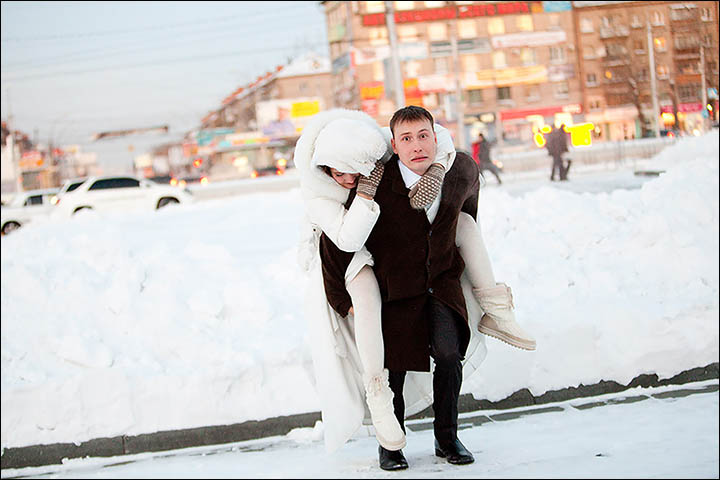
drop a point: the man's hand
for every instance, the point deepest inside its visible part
(428, 187)
(367, 186)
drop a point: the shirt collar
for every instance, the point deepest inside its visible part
(409, 177)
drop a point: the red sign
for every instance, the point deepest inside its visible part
(446, 13)
(543, 112)
(690, 107)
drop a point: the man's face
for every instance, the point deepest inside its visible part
(416, 144)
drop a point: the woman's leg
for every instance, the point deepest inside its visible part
(494, 298)
(472, 248)
(367, 308)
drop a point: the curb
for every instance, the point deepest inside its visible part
(39, 455)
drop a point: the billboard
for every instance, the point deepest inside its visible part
(284, 118)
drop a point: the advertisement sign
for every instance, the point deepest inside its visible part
(406, 51)
(528, 39)
(285, 117)
(468, 45)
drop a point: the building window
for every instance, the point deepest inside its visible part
(657, 18)
(524, 23)
(586, 25)
(562, 90)
(557, 55)
(589, 53)
(499, 60)
(467, 28)
(474, 96)
(407, 33)
(532, 93)
(527, 56)
(469, 63)
(441, 65)
(437, 31)
(504, 93)
(374, 7)
(496, 26)
(660, 45)
(378, 36)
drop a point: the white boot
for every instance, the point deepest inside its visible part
(379, 399)
(499, 319)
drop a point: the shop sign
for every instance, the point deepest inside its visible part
(690, 107)
(556, 6)
(467, 45)
(558, 73)
(406, 51)
(528, 39)
(490, 10)
(341, 63)
(372, 90)
(435, 83)
(370, 106)
(448, 13)
(572, 108)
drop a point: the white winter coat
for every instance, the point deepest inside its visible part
(351, 142)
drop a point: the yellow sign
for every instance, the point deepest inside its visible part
(304, 109)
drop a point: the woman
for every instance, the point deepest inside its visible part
(341, 150)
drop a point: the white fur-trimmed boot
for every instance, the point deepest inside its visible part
(379, 399)
(499, 318)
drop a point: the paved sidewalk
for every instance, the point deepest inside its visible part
(470, 409)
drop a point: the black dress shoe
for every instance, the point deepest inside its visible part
(455, 452)
(392, 460)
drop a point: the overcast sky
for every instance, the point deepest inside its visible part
(71, 69)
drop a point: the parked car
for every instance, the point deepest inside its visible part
(27, 206)
(118, 193)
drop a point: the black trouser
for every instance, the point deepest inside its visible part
(558, 165)
(447, 377)
(493, 169)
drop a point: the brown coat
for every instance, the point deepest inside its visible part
(413, 260)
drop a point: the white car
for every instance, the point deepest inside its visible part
(117, 193)
(27, 206)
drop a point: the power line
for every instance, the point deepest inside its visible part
(74, 36)
(155, 63)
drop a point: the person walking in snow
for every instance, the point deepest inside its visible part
(481, 155)
(335, 272)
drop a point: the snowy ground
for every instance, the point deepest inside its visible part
(649, 438)
(191, 316)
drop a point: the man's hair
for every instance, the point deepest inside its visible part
(411, 113)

*Task directions*
Leaving the pictures aside, repeat the data above exactly.

*Your response*
drop a point: the man's hand
for every instance, the point deepest inside its visible part
(428, 187)
(367, 186)
drop a point: the shirt collar
for every instance, the point deepest inside its visible part
(409, 177)
drop a point: the red sign
for every instance, the point deepest inside its visible part
(446, 13)
(543, 112)
(690, 107)
drop a point: the man's face
for every instance, the point deepest inside its visible part
(416, 144)
drop a point: the woman's leg
for every instance, the point deepest inside its visible part
(494, 298)
(472, 248)
(367, 308)
drop a point: the curb
for every instance, the point deepest inside its visible part
(39, 455)
drop a point: the billboard
for every instance, the point deepest inside its visible part
(284, 118)
drop a point: the advertisement sign
for every instance, the point deepest inside its visible part
(406, 51)
(528, 39)
(285, 117)
(468, 45)
drop a point: the building window
for every instance, the point deepest inside its visible part
(657, 18)
(524, 23)
(586, 25)
(562, 90)
(557, 55)
(589, 53)
(499, 60)
(467, 28)
(474, 96)
(407, 33)
(532, 93)
(527, 56)
(469, 63)
(441, 65)
(437, 31)
(504, 93)
(374, 7)
(496, 26)
(660, 45)
(378, 36)
drop a point: the white boot
for every instance, the point deepest inside its visible part
(379, 399)
(499, 319)
drop a point: the shop sign
for every instance, the point deepest inside its visible part
(690, 107)
(556, 6)
(467, 45)
(558, 73)
(406, 51)
(528, 39)
(490, 10)
(341, 63)
(372, 90)
(435, 83)
(370, 106)
(448, 13)
(572, 108)
drop a point: the white winter coat
for every instance, the point deepest inside its visible part
(351, 142)
drop a point: the yellow sign
for every instance, the point deepest inside its visible part
(304, 109)
drop a point: the woman
for every instance, the point deepest inside its visible part
(341, 150)
drop a point: the white fur-trimmed boot
for every instance, the point deepest inside its visible part
(379, 399)
(499, 318)
drop a point: the paved sidewalk
for every instance, the point deepest inside its visible part
(470, 409)
drop a point: the black dress shoe
for every instance, the point deepest inside its visible part
(455, 452)
(392, 460)
drop a point: the overcast sky
for every instance, the point deepest inside its visible part
(71, 69)
drop a point: the parked car
for every instance, the point deepest inside its visible part
(27, 206)
(118, 193)
drop a point: the black trouser
for every instance, the point deepest inside its visible part
(558, 165)
(447, 377)
(493, 169)
drop a point: the brown coat
for every instance, the point deepest inside its visible part
(413, 260)
drop a point: the white car
for every instance, the point deepest inside its visible part
(117, 193)
(27, 206)
drop a point: the power line
for every instance, the point deepest inside its visible part
(74, 36)
(155, 63)
drop a point: the person walking in snow
for every instance, the point deepest inside its visible part
(481, 155)
(335, 272)
drop a point: the snowy ground
for every instance, the point deepest inside its visible part
(649, 438)
(191, 316)
drop a point: the man's hair
for every instance, the point deepest inside its visible part
(411, 113)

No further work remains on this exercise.